** Opening DATASET EXCERPTS block **
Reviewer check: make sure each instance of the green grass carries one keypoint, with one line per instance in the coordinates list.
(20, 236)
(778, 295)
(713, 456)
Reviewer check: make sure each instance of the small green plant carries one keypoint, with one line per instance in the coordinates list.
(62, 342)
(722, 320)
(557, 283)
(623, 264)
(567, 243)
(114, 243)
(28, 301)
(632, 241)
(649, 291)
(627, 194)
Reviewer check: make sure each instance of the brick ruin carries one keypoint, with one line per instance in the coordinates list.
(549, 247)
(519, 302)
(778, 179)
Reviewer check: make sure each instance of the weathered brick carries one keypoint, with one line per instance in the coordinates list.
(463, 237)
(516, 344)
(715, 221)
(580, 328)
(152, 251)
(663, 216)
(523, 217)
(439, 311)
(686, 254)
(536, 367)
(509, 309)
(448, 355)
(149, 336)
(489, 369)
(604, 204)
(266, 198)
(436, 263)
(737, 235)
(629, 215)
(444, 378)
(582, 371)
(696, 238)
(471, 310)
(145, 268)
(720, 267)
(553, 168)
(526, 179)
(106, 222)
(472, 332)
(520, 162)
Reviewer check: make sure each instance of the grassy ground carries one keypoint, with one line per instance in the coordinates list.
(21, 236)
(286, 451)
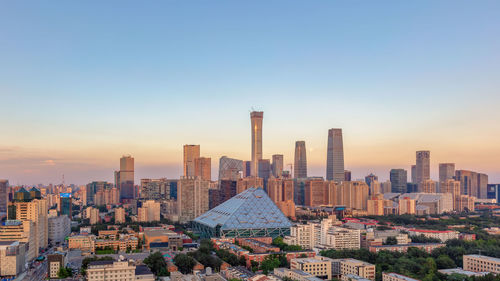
** Closing DATASET EXCERPTS block **
Each line from the one containing "Reviewer check: make sure each instance of the grassy" through the last line of the data should be written out exactly. Skip the pictures, and add no other lines.

Reviewer check: make sure each instance of the grassy ground carries one keypoint, with one line per instance in the coordinates list.
(21, 236)
(286, 451)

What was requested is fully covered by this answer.